### SHORT TASK
Please output, word for word, the stretch of the HTTP state management text below from "4. Query Strings" through "survive a POST.".

### SOURCE EXTRACT
BSc CSIT (TU) Science NET Centric Computing (BSc CSIT, CSC367) Question Paper 2079 Nepal

State Management in Stateless HTTP

HTTP is a stateless protocol — each request/response is independent and the server does not inherently remember anything about previous requests from the same client. To create the illusion of continuity (e.g. a logged-in user, a shopping cart), the application must explicitly store and re-associate state with each client across requests, typically by passing an identifier (such as a cookie or token) back and forth and storing the data either on the client or on the server keyed by that identifier.

State Management Techniques in ASP.NET Core

1. Cookies (Client-side)

Small key-value data stored in the browser and sent with every request to the same domain.

Response.Cookies.Append("theme", "dark");
string theme = Request.Cookies["theme"];

2. Session State (Server-side)

Data is kept on the server (in memory or a distributed cache) and identified by a session cookie holding the session ID.

// Program.cs
builder.Services.AddDistributedMemoryCache();
builder.Services.AddSession();
app.UseSession();

// In a controller
HttpContext.Session.SetString("User", "Ram");
string user = HttpContext.Session.GetString("User");

3. TempData

Used to pass data between two consecutive requests (e.g. across a redirect after a POST). Backed by session or cookies and cleared after it is read.

TempData["Message"] = "Record saved successfully";
// available in the next request only

4. Query Strings

State carried in the URL.

/products?category=books&page=2

string cat = Request.Query["category"];

5. Hidden Form Fields

Values round-tripped inside a form so they survive a POST.

<input type="hidden" asp-for="Id" />

6. Cache (Application-wide)

IMemoryCache / distributed cache stores shared data on the server, not tied to a single user.

(Records of named region outlines)
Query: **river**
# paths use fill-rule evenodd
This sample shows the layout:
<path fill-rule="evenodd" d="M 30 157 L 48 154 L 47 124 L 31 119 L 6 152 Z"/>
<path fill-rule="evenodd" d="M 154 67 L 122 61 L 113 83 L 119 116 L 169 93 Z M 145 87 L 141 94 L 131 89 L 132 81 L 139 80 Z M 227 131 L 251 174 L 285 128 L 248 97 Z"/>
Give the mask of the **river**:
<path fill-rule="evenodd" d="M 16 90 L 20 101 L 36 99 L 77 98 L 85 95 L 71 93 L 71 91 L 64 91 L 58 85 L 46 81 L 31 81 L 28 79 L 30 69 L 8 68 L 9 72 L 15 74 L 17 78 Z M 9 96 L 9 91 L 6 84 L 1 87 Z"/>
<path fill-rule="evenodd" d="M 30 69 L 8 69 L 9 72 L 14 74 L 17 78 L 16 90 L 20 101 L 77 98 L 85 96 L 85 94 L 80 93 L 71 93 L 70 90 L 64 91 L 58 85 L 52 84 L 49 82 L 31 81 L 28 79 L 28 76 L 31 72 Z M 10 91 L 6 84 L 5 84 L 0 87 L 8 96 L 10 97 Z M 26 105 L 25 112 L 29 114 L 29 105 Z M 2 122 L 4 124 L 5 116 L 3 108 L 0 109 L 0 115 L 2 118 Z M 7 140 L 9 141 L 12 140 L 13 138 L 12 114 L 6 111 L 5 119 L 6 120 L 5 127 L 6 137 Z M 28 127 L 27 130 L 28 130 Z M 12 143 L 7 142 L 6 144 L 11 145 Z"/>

### COMPLETE ANSWER
4. Query Strings

State carried in the URL.

/products?category=books&page=2

string cat = Request.Query["category"];

5. Hidden Form Fields

Values round-tripped inside a form so they survive a POST.